Problem → Update all of the records below by swapping every "movement-pattern feed" for "gesture study set" and keeping everything else the same. Leave the pictures out of your answer.
--------------------------------
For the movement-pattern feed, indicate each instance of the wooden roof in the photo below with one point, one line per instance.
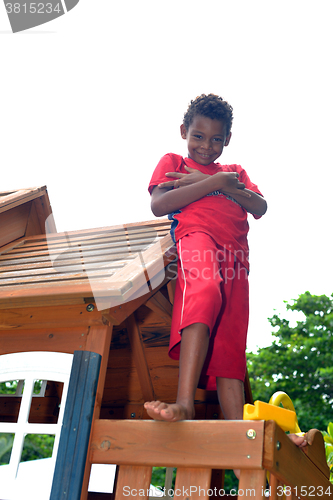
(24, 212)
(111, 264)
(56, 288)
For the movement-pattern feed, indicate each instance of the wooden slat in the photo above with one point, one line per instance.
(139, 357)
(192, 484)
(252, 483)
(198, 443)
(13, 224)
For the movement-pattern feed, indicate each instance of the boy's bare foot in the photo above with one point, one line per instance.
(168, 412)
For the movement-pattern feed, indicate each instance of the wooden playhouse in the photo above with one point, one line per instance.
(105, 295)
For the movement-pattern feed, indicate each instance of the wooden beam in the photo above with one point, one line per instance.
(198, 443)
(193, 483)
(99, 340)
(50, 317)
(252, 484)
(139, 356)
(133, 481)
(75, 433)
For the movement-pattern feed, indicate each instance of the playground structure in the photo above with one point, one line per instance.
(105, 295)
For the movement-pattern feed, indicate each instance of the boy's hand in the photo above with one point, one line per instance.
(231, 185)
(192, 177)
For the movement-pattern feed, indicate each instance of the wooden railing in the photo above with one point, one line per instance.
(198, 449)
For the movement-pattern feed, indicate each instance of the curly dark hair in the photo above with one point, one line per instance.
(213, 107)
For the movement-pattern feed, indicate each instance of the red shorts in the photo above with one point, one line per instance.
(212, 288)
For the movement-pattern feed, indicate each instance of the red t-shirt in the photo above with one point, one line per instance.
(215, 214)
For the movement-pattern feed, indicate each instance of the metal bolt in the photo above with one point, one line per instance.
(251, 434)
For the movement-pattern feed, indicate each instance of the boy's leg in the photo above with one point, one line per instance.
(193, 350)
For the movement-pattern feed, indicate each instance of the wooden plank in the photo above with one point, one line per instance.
--------------------------------
The solution →
For the gesture study set, indicate each instance of the wooden roof in the photo below with one point, one line per instance.
(24, 212)
(111, 264)
(56, 288)
For the gesture study set, indicate each instance of the wooden slat in the photo above with one point, one line per instance.
(139, 357)
(192, 484)
(252, 483)
(198, 443)
(13, 224)
For the gesture study set, indicate each instance of the boy's bare foot in the photo above with one point, one line per instance.
(168, 412)
For the gesture study set, indicate each instance of the wooden playhouse in the photo above with one point, one line per instance.
(105, 295)
For the gesture study set, indicate each instance of the wooden beam in the photo above with one point, one line per instance.
(198, 443)
(193, 483)
(99, 340)
(50, 317)
(252, 484)
(139, 356)
(133, 481)
(75, 433)
For the gesture study set, indicate each instance of the playground structure in the photo above with one point, one line per instance.
(105, 295)
For the gesture study set, indicate each instance of the boy's hand in the photo above with one point, one line per instance.
(231, 185)
(192, 177)
For the gesture study set, indicate each instance of the wooden railing in the photo above with one point, one line per instance.
(198, 449)
For the gesture study set, indicate each instance of the curly dark hair in the photo above with one point, one line per instance.
(213, 107)
For the gesture study set, indicate each instance of the red shorts in the photo above with one point, one line per instance.
(212, 288)
For the gesture study set, indicate each instance of the red t-shirt in the photo above with one point, one line per instance.
(215, 214)
For the gesture study set, indicate each instance of the metal bolt in the photo above with one point, one line per instance.
(251, 434)
For the gesture study set, indicate each instance of the boy's leg in the photo above with one point, one line per instance.
(193, 350)
For the gesture study set, indicate each instance of the wooden plank in the photo above with one point, one line per instance.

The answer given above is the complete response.